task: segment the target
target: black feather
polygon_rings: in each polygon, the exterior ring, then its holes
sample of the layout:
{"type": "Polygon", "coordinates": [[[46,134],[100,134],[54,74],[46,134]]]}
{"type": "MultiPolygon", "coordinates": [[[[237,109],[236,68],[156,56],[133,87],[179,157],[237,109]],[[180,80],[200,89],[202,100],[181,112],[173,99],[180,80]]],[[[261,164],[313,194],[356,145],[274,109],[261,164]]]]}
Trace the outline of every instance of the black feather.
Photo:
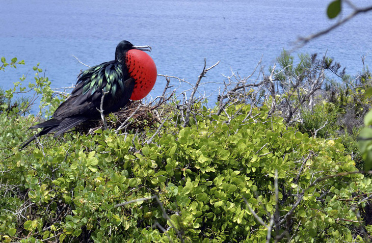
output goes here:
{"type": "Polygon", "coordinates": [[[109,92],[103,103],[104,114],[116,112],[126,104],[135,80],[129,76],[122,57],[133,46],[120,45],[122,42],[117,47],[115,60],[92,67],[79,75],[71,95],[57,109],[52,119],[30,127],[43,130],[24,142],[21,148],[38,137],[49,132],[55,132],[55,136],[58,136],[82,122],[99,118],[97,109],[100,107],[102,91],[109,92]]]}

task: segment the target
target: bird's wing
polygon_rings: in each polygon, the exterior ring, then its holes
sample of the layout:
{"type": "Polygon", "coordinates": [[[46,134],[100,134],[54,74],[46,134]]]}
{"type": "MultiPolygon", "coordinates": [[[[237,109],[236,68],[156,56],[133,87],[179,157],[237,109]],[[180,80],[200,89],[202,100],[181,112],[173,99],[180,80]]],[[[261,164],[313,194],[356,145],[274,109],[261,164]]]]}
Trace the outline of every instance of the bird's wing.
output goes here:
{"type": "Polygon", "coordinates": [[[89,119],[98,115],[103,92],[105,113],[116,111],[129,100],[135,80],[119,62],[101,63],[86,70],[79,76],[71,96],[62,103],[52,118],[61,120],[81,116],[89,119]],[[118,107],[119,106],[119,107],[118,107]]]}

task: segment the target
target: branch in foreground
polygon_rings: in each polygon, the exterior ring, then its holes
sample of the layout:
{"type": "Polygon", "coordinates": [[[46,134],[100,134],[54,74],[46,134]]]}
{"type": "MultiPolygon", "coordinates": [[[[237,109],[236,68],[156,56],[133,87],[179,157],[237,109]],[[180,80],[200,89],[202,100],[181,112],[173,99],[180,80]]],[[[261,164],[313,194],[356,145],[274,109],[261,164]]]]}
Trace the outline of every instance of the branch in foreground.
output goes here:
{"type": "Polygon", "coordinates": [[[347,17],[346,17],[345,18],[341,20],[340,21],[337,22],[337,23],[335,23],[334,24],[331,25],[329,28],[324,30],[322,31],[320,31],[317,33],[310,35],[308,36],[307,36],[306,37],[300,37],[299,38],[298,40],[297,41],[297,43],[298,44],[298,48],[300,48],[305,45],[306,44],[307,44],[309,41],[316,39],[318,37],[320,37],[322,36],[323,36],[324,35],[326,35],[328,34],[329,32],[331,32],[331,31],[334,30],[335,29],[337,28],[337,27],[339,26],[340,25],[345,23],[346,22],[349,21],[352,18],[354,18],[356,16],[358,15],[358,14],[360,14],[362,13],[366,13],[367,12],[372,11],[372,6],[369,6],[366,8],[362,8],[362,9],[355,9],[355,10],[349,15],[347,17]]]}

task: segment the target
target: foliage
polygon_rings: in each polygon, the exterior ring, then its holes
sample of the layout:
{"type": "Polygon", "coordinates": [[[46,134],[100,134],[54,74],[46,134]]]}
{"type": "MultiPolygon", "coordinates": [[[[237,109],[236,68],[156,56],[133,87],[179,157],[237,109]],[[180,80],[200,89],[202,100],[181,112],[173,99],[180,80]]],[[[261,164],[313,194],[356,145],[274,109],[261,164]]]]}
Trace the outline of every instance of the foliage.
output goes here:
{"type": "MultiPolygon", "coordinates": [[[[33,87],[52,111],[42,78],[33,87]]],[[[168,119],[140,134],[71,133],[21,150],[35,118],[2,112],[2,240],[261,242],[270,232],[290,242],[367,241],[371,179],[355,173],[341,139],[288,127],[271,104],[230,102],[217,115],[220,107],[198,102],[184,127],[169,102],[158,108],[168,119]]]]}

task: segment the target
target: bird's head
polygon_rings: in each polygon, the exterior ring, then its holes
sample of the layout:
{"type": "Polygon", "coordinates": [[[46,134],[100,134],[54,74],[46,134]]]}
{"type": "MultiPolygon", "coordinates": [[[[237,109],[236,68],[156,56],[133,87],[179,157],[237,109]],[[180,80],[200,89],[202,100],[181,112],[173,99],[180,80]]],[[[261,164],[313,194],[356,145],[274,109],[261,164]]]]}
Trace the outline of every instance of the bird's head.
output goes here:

■ ■ ■ ■ ■ ■ ■

## INSTRUCTION
How many lines in the listing above contain the string "bird"? Reply with the number alone.

## THE SOLUTION
4